TASK TO CARRY OUT: Looking through the data, please report how many lines contain the string "exact", giving nothing but the number.

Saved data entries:

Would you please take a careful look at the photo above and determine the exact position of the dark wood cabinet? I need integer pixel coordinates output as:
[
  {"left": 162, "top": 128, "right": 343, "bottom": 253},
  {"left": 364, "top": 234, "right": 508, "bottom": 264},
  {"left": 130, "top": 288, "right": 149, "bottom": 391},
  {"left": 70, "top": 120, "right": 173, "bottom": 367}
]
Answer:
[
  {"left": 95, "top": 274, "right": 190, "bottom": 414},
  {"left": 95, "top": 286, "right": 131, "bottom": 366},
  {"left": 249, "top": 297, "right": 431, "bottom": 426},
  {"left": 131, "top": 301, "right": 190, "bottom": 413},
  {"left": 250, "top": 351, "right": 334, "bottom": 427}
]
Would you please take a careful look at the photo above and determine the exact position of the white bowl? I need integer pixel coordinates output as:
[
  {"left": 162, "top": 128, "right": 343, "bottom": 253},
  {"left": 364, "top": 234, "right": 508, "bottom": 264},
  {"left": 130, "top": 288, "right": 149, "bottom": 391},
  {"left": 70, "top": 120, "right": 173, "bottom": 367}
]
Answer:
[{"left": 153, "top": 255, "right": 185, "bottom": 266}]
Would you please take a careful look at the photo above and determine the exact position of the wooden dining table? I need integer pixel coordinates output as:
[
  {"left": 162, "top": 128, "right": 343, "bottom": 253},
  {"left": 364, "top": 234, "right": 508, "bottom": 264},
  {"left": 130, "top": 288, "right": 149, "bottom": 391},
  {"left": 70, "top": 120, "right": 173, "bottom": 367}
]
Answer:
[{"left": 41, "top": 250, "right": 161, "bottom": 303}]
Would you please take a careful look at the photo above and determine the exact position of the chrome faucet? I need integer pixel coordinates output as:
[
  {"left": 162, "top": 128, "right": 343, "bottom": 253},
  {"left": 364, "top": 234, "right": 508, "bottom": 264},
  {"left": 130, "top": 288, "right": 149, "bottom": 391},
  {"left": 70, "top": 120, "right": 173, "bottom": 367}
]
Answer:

REPLY TO THE EXERCISE: 4